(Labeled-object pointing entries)
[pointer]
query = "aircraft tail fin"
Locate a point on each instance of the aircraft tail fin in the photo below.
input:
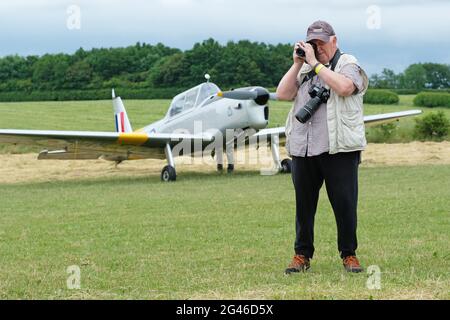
(120, 115)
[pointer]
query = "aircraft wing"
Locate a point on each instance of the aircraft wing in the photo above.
(388, 117)
(368, 120)
(96, 144)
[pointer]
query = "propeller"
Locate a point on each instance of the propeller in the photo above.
(259, 94)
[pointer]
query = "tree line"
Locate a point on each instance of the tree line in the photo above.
(143, 65)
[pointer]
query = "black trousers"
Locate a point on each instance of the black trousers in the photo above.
(340, 173)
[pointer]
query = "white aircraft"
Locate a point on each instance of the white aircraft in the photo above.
(198, 122)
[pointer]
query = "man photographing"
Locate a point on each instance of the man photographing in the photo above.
(324, 135)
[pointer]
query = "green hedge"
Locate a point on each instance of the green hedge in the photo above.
(380, 96)
(97, 94)
(432, 99)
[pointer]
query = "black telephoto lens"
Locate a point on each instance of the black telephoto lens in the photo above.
(305, 113)
(300, 52)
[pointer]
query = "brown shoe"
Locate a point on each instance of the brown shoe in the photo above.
(299, 263)
(351, 264)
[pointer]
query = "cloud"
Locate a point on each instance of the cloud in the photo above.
(409, 30)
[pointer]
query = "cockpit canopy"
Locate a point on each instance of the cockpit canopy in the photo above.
(192, 98)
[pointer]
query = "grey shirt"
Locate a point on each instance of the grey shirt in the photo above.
(311, 138)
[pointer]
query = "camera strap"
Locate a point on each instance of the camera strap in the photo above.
(333, 64)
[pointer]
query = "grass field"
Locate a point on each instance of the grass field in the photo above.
(209, 235)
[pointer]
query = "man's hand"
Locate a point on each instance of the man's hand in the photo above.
(310, 56)
(297, 59)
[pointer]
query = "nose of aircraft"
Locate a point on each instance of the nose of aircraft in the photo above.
(259, 94)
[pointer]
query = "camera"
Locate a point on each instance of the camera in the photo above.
(318, 95)
(301, 53)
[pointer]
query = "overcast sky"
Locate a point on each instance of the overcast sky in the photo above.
(380, 33)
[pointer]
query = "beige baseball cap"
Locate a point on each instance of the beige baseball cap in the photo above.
(320, 30)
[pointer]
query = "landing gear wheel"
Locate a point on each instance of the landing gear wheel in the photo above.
(286, 165)
(168, 174)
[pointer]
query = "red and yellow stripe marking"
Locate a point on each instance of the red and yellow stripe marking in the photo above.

Aim:
Repeat all of the entries word for word, but omit the pictures.

Exercise answer:
[pointer]
query = "aircraft tail fin"
Locate a point on each instance of the aircraft tail fin in the photo below.
input:
(120, 115)
[pointer]
query = "aircraft wing"
Locate a point on each instance of the aircraft wing in the photo above.
(388, 117)
(368, 120)
(96, 144)
[pointer]
query = "propeller"
Locate a point on each instance of the propeller in the photo above.
(259, 94)
[pointer]
query = "tree line"
Locate a point on each instance of the tree line in the photo above.
(143, 65)
[pointer]
query = "black trousers"
Locate a point on each instance of the black trousers in the photo above.
(340, 173)
[pointer]
query = "white aircraft"
Locate a point on each instance of the white aircraft in the photo above.
(198, 122)
[pointer]
query = "man photographing"
Locate a point on each instance of the man photographing in the photo above.
(324, 135)
[pointer]
query = "green hedge"
Locate a point on each instance of the green hedge in the photo above.
(380, 96)
(97, 94)
(432, 99)
[pointer]
query = "black telephoto lens"
Locate a point on each instance of the black telephoto lens in the photo above.
(305, 113)
(300, 52)
[pointer]
query = "brown shoe"
Locate a point on each instance of the brown shoe in the photo above.
(299, 263)
(351, 264)
[pointer]
query = "cloud"
Locate a point on each instance of the cloud in the photo above.
(409, 30)
[pointer]
query = "cockpit canopy"
Locate a point on each instance of the cockpit canopy in the photo above.
(192, 98)
[pointer]
query = "grey shirt"
Locate a point on each instance of the grey shirt in the photo above.
(311, 138)
[pointer]
query = "camera strap"
Locate a point on each instance of the camera strap in the photo above.
(333, 64)
[pointer]
query = "grass field"
Locate a point on each instance of the grass field in the photo above.
(209, 235)
[pointer]
query = "man's hand"
Locate a point on each instance of the man's hand in the photo above.
(310, 56)
(297, 59)
[pointer]
query = "nose of aircraft"
Locate a point on each instance of the nose of aircraft in the photo above.
(259, 94)
[pointer]
query = "camera"
Locate a point on each instance of the camera in the photo above.
(318, 95)
(301, 53)
[pointer]
query = "overcast sky"
Locate a point on each instance of the overcast sky in the photo above.
(380, 33)
[pointer]
query = "beige baseball cap"
Locate a point on each instance of the beige baseball cap in the photo above.
(320, 30)
[pointer]
query = "landing gear wheel"
Locate a point on each instance of the landing gear wheel in the photo above.
(286, 165)
(168, 174)
[pointer]
query = "red and yellow stripe marking"
Locate a point on each instance of the red and yellow stripe marking in the photo above.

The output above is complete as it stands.